> _AIM OF THE TASK_: Print everything in the forum post below on converting the minus sign from EUC-JP, from "postgres=# select convert('\xa1dd', 'euc_jp', 'utf8');" down to "HYPHEN-MINUS SIGN.".

> _EXCERPT_:

◇ ◇ ◇ ◇

MINUS SIGN (U+2212) in EUC-JP encoding is mapped to FULLWIDTH HYPHEN-MINUS (U+FF0D) in UTF-8

От

Ashutosh Sharma

Дата:

30 октября 2020 г., 03:43:53

Hi All,

Today while working on some other task related to database encoding, I
noticed that the MINUS SIGN (with byte sequence a1-dd) in EUC-JP is
mapped to FULLWIDTH HYPHEN-MINUS (with byte sequence ef-bc-8d) in
UTF-8. See below:

postgres=# select convert('\xa1dd', 'euc_jp', 'utf8');
 convert
----------
 \xefbc8d
(1 row)

Isn't this a bug? Shouldn't this have been converted to the MINUS SIGN
(with byte sequence e2-88-92) in UTF-8 instead of FULLWIDTH
HYPHEN-MINUS SIGN.

When the MINUS SIGN (with byte sequence e2-88-92) in UTF-8 is
converted to EUC-JP, the convert functions fails with an error saying:
"character with byte sequence 0xe2 0x88 0x92 in encoding UTF8 has no
equivalent in encoding EUC_JP". See below:

postgres=# select convert('\xe28892', 'utf-8', 'euc_jp');
ERROR:  character with byte sequence 0xe2 0x88 0x92 in encoding "UTF8"
has no equivalent in encoding "EUC_JP"

However, when the same MINUS SIGN in UTF-8 is converted to SJIS
encoding, the convert function returns the correct result. See below:

postgres=# select convert('\xe28892', 'utf-8', 'sjis');
 convert
---------
 \x817c
(1 row)

◇ ◇ ◇ ◇

> _DATA EXCERPTS_:
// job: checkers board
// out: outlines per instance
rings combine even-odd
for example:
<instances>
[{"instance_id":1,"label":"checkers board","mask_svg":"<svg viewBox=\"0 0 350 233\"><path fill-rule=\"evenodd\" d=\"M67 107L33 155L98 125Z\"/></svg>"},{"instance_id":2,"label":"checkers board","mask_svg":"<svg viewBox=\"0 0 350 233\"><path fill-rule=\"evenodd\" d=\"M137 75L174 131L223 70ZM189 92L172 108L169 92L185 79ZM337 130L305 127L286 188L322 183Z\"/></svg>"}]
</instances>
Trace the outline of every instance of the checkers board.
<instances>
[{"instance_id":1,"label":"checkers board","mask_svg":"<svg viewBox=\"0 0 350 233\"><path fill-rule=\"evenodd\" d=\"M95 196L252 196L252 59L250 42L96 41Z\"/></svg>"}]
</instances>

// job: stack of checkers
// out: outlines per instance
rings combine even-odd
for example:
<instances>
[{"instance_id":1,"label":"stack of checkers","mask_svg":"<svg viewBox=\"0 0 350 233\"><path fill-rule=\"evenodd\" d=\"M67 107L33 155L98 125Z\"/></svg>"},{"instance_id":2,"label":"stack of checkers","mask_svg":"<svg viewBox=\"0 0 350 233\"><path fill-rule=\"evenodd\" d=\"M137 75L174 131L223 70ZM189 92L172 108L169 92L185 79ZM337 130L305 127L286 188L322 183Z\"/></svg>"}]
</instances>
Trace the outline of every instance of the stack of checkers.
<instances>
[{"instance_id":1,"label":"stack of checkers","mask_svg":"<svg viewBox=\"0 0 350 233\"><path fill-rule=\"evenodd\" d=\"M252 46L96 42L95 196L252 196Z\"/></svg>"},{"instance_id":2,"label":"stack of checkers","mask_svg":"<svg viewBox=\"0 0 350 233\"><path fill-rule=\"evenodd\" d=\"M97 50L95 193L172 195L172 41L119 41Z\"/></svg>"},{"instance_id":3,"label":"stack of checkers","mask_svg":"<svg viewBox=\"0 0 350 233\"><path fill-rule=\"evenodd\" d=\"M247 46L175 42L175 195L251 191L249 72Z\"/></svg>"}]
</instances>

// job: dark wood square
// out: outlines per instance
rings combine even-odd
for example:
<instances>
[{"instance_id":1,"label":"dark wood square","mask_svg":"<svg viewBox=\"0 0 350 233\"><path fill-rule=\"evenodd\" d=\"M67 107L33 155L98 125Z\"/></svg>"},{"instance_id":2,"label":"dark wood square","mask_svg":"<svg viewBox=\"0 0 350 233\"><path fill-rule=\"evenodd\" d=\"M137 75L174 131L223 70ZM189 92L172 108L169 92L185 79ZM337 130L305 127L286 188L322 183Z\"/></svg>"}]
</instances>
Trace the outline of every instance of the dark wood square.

◇ ◇ ◇ ◇

> _OUTPUT BELOW_:
postgres=# select convert('\xa1dd', 'euc_jp', 'utf8');
 convert
----------
 \xefbc8d
(1 row)

Isn't this a bug? Shouldn't this have been converted to the MINUS SIGN
(with byte sequence e2-88-92) in UTF-8 instead of FULLWIDTH
HYPHEN-MINUS SIGN.